▶ [Referring expression data]
== Segment start ==

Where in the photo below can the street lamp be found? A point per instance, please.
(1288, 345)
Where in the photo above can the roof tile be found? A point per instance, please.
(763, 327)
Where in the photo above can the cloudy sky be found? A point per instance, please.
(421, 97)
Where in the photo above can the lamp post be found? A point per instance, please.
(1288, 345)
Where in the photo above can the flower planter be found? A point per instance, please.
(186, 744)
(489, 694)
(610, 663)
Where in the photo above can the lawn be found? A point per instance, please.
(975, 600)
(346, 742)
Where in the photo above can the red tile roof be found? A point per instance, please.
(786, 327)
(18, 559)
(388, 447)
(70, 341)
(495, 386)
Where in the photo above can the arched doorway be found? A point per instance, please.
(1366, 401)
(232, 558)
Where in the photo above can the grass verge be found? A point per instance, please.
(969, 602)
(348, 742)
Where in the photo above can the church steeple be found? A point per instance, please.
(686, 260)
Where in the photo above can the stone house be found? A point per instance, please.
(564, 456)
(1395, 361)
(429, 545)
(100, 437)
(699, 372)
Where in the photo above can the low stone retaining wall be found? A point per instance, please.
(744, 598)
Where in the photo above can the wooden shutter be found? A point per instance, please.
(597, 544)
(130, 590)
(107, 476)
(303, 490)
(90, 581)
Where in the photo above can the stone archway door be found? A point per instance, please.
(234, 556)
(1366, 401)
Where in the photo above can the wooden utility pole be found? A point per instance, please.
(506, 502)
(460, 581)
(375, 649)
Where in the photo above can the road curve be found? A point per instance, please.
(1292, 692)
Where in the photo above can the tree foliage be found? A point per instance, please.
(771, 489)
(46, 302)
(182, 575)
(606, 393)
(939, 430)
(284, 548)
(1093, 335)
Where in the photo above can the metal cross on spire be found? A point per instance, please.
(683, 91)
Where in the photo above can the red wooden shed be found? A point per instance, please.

== Segment end ==

▶ [TASK TO CARRY OUT]
In full and word for word, reproduce the data above.

▶ [RESULT OF THIS TASK]
Where in the photo below can the street lamp be found? A point per instance, please.
(1288, 345)
Where in the photo above can the roof tile be found? A point per instance, please.
(763, 327)
Where in the photo above can the cloudy sky be found? A point per instance, please.
(421, 97)
Where in the photo above can the lamp post be found? A point per instance, please.
(1288, 345)
Where in the photo above can the flower planter be found? A point per instance, please.
(186, 744)
(489, 694)
(610, 663)
Where in the photo above can the lawn be found? A point per instance, please.
(975, 600)
(346, 742)
Where in the photo above can the red tile roof be found? A point per instance, please.
(786, 327)
(18, 559)
(388, 447)
(70, 341)
(495, 386)
Where in the photo above can the arched doorway be found? A point per instance, please.
(1366, 401)
(232, 558)
Where in the photo above can the grass verge be found? A point per instance, please.
(969, 602)
(348, 742)
Where in the photo above can the church steeple be found? A point per instance, please.
(686, 260)
Where in the photo above can the stone house be found? A point per instance, please.
(564, 456)
(1395, 361)
(429, 545)
(100, 437)
(699, 372)
Where in the photo above can the low stone retaining wall be found? A point per instance, please.
(744, 598)
Where in the photo above can the wooden shutter be found? A point per instance, please.
(597, 544)
(130, 590)
(107, 476)
(303, 490)
(90, 581)
Where in the photo above can the stone archway door be found? A point per instance, please.
(234, 556)
(1366, 401)
Where in the photo above can the wooden utility pole be found? A point per instance, please.
(506, 502)
(460, 581)
(375, 649)
Where in the photo above can the road curve be found? A point per instance, please.
(1292, 692)
Where in the photo above can the tree foliage be found? A point per instance, please.
(771, 489)
(46, 302)
(182, 575)
(606, 393)
(939, 430)
(284, 548)
(1093, 335)
Where in the photo above can the metal cross on spire be found? A point per instance, please.
(683, 91)
Where in the photo above can the red wooden shed be found? A point per instance, please.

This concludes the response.